### What the task asks:
Convert every line of the entries below into a Markdown table with the columns Row and Entry line, giving each line its own numbered row. Omit blank lines and the pictures.
Record extracts start
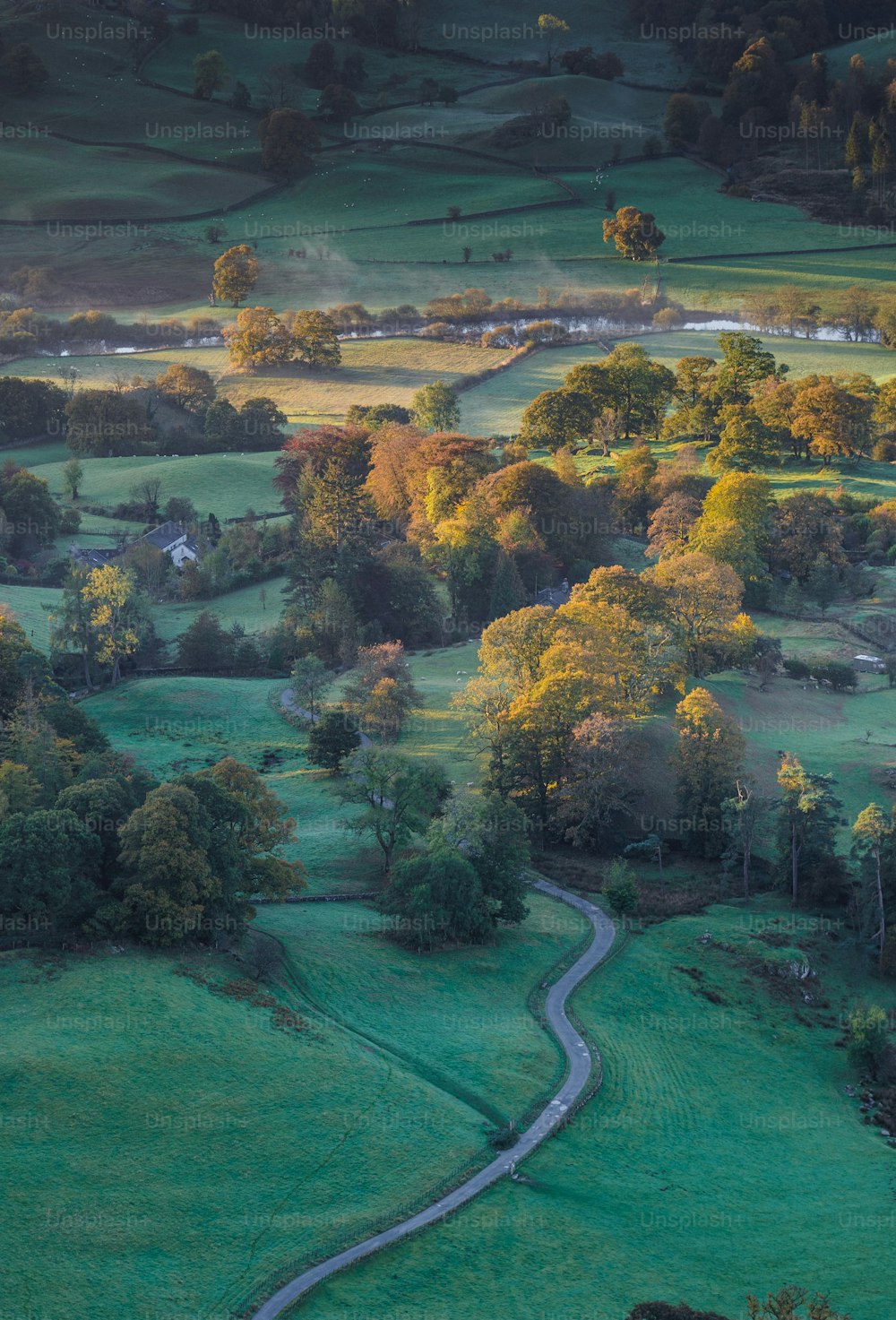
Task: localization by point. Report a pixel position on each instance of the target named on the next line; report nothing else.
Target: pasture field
(495, 407)
(226, 485)
(27, 605)
(804, 357)
(253, 49)
(504, 33)
(172, 1144)
(874, 42)
(178, 725)
(387, 370)
(373, 371)
(460, 1015)
(254, 608)
(49, 180)
(602, 115)
(850, 734)
(720, 1157)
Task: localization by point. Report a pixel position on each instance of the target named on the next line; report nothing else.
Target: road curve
(580, 1069)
Record extracts end
### Task result:
| Row | Entry line |
|---|---|
| 1 | Task: localization by point. Report a pixel position on each instance of the target named on the next line; report nothing else. |
| 2 | Target: pasture field |
| 3 | (495, 407) |
| 4 | (226, 485) |
| 5 | (27, 605) |
| 6 | (804, 357) |
| 7 | (253, 49) |
| 8 | (504, 33) |
| 9 | (172, 1144) |
| 10 | (874, 42) |
| 11 | (178, 725) |
| 12 | (387, 370) |
| 13 | (373, 371) |
| 14 | (460, 1015) |
| 15 | (254, 608) |
| 16 | (49, 180) |
| 17 | (602, 115) |
| 18 | (850, 734) |
| 19 | (720, 1157) |
| 20 | Task: localization by point. Report a pixel position on each instance of the target named on the next line; report nothing else. |
| 21 | Target: road curve |
| 22 | (580, 1069) |